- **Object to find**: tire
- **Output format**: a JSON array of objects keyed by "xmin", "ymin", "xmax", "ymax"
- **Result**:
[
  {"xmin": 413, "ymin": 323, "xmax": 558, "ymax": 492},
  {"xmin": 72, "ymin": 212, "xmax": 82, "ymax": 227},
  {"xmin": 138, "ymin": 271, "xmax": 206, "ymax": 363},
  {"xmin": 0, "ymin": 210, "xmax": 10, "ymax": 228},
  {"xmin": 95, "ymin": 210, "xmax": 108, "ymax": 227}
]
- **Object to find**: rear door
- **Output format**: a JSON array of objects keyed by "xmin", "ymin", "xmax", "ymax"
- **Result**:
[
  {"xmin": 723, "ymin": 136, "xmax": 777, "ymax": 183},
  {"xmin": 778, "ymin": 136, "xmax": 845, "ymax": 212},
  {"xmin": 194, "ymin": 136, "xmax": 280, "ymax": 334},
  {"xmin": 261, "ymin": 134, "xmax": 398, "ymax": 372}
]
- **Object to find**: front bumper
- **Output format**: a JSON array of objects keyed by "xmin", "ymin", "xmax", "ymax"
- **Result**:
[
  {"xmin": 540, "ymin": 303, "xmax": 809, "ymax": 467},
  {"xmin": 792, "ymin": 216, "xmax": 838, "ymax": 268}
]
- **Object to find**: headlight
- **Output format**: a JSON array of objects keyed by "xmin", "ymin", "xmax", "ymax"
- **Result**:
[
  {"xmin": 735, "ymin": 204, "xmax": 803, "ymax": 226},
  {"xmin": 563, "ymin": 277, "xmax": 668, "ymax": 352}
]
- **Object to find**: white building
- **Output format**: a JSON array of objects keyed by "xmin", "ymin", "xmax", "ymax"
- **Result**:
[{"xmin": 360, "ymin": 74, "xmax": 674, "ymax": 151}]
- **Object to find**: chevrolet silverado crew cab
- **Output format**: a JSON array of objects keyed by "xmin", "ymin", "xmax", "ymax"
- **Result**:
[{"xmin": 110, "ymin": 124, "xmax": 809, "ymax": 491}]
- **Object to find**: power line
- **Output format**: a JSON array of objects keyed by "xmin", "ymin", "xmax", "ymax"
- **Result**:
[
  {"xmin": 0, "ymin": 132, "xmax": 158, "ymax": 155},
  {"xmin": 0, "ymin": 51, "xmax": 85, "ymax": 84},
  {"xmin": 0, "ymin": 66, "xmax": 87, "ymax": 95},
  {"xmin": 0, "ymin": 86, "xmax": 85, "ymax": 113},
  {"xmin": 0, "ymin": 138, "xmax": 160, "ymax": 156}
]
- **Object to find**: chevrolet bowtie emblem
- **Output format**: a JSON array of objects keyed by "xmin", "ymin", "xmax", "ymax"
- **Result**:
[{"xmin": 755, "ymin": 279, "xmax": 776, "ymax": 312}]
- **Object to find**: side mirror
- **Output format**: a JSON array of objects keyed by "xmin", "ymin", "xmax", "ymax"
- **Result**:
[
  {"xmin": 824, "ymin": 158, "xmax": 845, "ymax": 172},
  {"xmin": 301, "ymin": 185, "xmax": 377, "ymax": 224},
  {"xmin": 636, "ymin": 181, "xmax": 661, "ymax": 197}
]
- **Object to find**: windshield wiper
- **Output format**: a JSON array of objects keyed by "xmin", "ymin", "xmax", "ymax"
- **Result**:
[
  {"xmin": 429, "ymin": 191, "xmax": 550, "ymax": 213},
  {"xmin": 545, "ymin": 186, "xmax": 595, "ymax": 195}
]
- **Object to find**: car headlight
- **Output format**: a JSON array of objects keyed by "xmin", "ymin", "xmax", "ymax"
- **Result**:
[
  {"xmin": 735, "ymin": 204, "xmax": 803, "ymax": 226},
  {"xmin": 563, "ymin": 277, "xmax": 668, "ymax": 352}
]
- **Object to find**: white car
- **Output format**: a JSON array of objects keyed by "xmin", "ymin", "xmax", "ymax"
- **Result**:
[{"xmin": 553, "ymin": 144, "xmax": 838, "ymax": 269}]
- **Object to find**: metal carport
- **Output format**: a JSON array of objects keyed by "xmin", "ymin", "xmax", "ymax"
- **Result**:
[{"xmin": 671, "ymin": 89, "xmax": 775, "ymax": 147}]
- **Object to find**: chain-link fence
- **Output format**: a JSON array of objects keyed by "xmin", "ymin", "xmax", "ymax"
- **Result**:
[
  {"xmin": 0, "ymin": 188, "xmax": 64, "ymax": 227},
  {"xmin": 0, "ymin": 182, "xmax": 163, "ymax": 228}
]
--------------------------------------------------
» Task description:
Of the lines above, retype only those from the line containing "- **Object to find**: chevrolet bowtie emblem" through the line containing "- **Object to find**: windshield wiper", including both, exactly.

» Task response:
- **Object to find**: chevrolet bowtie emblem
- **Output format**: a JSON array of objects keyed by "xmin", "ymin", "xmax", "ymax"
- **Result**:
[{"xmin": 755, "ymin": 279, "xmax": 776, "ymax": 312}]
- **Object to find**: side mirror
- **Output format**: a JSON array of objects keyed by "xmin", "ymin", "xmax", "ymax"
- **Result**:
[
  {"xmin": 824, "ymin": 158, "xmax": 845, "ymax": 172},
  {"xmin": 301, "ymin": 185, "xmax": 377, "ymax": 224},
  {"xmin": 636, "ymin": 181, "xmax": 661, "ymax": 197}
]
- **Object to find**: windshield wiper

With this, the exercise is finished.